PROBLEM – Once you reach the line with "Expected content: pond.", transcribe it and every line after it to the end of the records, exactly, but not the pictures.

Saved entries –
------------------------

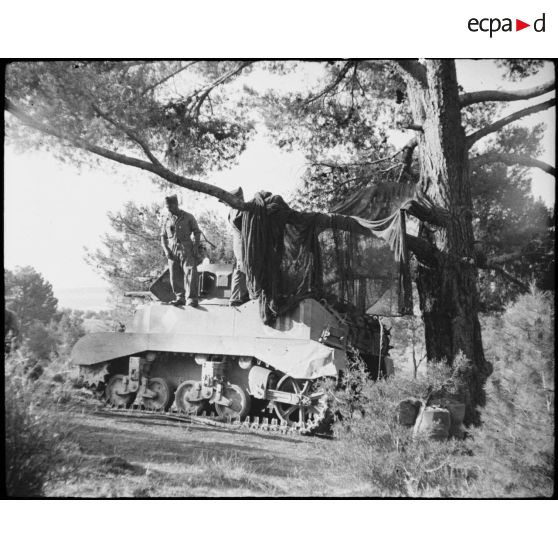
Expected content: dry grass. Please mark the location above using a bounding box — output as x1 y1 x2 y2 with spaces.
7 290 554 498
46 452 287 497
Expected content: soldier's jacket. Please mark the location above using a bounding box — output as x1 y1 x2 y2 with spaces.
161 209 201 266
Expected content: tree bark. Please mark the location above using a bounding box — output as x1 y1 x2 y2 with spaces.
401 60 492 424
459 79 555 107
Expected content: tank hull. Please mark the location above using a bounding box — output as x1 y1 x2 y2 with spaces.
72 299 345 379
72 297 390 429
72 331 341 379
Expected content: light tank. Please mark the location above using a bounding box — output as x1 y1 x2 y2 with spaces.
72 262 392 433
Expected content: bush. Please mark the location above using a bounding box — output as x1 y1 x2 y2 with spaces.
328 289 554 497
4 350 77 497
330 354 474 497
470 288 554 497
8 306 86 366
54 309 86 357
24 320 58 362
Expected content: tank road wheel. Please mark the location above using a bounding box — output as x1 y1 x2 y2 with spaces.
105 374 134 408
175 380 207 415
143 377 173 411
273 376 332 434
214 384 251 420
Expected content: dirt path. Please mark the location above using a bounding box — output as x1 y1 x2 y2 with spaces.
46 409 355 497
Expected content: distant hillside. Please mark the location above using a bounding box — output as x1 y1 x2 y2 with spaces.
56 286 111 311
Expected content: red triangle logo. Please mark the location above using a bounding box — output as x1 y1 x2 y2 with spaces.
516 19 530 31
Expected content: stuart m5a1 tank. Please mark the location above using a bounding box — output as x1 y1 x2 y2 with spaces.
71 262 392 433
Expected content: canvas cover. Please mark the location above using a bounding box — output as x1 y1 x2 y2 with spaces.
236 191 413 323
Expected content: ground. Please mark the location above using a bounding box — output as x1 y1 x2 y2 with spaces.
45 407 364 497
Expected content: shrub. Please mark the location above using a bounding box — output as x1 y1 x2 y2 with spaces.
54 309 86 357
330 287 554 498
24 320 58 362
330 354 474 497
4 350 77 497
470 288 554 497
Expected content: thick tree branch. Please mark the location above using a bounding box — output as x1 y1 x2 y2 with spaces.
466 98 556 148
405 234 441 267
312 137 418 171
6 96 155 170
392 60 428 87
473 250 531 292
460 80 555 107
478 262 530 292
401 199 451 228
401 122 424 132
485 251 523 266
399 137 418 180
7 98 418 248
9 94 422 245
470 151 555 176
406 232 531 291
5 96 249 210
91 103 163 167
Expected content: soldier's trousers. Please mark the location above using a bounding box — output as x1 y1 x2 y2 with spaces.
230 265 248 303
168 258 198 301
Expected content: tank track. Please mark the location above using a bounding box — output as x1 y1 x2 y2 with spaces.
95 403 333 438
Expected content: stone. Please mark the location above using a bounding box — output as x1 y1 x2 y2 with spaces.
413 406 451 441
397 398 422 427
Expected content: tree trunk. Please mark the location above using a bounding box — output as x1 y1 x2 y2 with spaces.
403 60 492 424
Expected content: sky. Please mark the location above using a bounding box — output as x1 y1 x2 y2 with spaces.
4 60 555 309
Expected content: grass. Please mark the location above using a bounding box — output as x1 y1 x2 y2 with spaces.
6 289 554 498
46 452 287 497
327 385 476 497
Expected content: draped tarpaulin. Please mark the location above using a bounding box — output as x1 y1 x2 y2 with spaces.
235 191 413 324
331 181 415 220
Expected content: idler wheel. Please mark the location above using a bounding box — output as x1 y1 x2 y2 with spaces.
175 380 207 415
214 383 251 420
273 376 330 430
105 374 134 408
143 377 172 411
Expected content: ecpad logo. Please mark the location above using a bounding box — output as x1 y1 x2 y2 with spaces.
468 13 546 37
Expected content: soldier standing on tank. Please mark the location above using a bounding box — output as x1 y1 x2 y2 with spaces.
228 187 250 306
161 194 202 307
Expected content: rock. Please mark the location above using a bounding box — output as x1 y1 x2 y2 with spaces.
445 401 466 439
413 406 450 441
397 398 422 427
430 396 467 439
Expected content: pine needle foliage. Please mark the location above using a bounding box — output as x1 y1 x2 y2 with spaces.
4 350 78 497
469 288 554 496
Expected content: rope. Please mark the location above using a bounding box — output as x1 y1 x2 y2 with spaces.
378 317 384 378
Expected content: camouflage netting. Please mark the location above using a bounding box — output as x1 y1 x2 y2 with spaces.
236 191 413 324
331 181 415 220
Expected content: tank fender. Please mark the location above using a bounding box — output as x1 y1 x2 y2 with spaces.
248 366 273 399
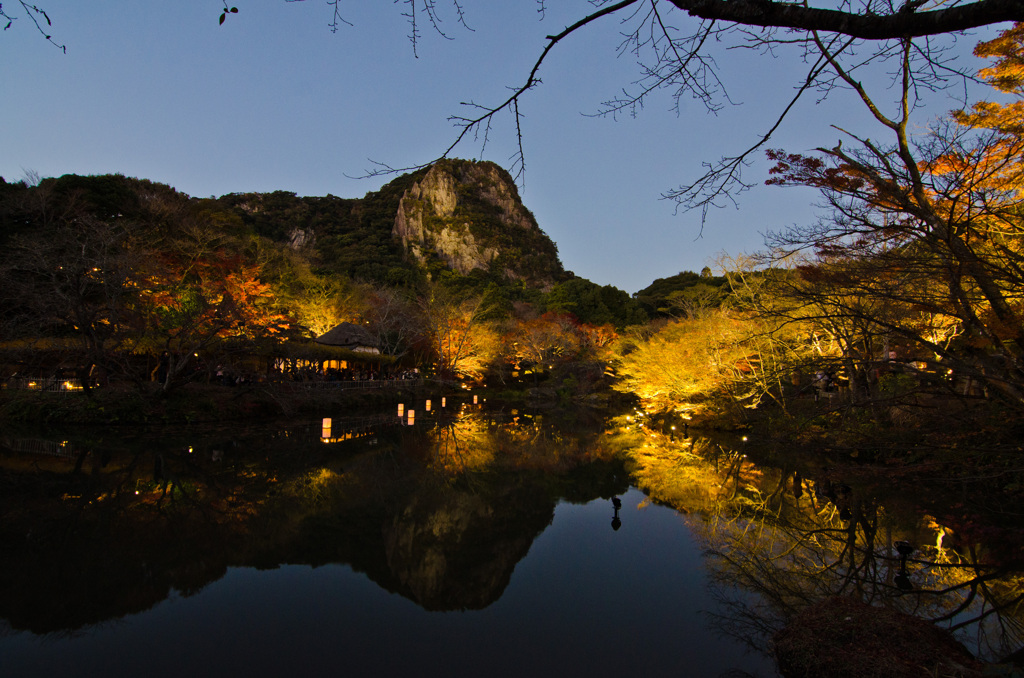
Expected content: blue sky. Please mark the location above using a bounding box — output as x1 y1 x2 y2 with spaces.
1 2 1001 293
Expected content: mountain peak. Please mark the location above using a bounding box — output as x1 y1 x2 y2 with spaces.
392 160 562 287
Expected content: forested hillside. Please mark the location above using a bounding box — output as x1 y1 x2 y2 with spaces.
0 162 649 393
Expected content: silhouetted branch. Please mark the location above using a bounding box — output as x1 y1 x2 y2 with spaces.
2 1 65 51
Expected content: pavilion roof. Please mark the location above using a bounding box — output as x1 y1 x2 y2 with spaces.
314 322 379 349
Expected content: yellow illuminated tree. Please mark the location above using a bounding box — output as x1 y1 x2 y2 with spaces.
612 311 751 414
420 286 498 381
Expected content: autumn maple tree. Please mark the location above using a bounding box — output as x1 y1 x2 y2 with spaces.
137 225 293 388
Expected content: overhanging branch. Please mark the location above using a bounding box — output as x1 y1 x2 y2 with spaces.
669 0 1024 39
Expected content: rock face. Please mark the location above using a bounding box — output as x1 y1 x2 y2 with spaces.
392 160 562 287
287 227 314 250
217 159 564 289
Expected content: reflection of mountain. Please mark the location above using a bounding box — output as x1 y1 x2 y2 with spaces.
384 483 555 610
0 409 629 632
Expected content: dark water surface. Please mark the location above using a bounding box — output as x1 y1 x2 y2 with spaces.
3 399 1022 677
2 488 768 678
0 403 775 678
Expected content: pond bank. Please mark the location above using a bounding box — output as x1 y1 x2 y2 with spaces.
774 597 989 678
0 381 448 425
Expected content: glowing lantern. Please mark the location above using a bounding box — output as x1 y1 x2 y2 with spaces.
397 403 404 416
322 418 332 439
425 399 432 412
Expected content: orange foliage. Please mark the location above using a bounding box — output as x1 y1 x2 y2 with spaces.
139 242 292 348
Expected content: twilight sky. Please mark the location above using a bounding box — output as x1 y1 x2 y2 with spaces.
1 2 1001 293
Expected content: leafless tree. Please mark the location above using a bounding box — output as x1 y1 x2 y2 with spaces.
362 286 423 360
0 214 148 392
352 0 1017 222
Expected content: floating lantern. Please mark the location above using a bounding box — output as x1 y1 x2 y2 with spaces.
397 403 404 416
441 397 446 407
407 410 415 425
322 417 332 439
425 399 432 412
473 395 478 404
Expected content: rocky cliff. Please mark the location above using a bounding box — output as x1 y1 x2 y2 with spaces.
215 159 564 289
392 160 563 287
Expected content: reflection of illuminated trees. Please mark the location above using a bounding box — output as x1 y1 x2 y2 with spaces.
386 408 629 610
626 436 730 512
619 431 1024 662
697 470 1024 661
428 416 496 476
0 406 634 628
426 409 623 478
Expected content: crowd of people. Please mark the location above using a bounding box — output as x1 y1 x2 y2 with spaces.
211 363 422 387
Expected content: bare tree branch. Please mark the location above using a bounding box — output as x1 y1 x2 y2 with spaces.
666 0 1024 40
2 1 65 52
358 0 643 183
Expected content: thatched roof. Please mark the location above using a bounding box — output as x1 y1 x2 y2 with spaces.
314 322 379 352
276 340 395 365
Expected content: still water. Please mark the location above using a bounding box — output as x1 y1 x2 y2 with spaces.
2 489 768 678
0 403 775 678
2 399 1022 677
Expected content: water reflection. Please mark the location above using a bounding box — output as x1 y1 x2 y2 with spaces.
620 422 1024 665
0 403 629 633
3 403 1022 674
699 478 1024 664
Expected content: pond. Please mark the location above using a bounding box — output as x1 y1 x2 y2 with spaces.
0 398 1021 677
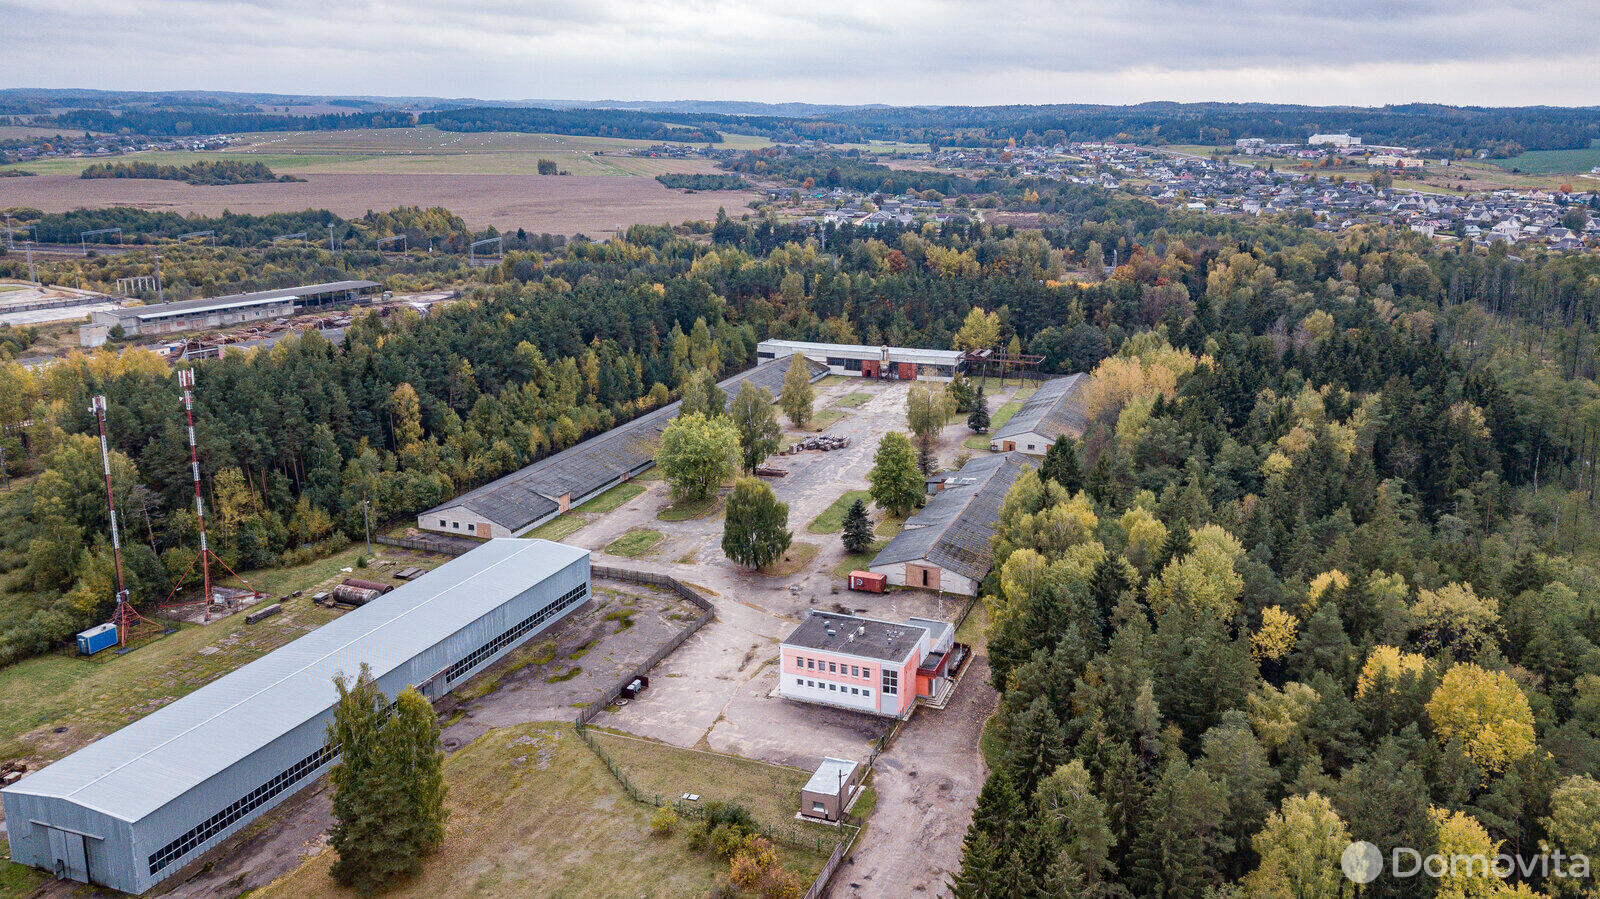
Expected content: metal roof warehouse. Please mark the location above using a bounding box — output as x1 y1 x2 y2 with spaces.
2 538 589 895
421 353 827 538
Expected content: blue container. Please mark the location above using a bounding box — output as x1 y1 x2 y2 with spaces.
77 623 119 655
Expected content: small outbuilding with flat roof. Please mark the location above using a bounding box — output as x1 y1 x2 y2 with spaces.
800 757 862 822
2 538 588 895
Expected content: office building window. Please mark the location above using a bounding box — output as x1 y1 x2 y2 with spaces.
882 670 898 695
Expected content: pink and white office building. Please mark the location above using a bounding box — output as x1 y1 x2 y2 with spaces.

------------------------

PROBLEM SOLUTION –
Expected content: pond. Please mark the location above using a bounding box — output as x1 y1 x2 y2 with spaces.
0 398 1021 677
Expected content: metal roof warehouse. Please mark the location above using a bounding box — output as x1 y1 x2 y2 with spaces.
2 538 589 895
421 353 827 538
Expected content: blue container. Please mark the location above using a bounding box — output as x1 y1 x2 y2 with spaces.
77 623 119 655
Expected content: small outbuilding with flat roof. Please mark the location above using a bounding box — output as x1 y1 x2 y2 with spaces.
800 757 862 822
2 538 588 895
Expected content: office building window. Please mark the location above using a bounding box — output as x1 y1 x2 y2 with spaces.
882 670 898 695
Expected content: pink and white office building. Please mark the location above using a bounding box — output as x1 y1 x2 y2 with spaces.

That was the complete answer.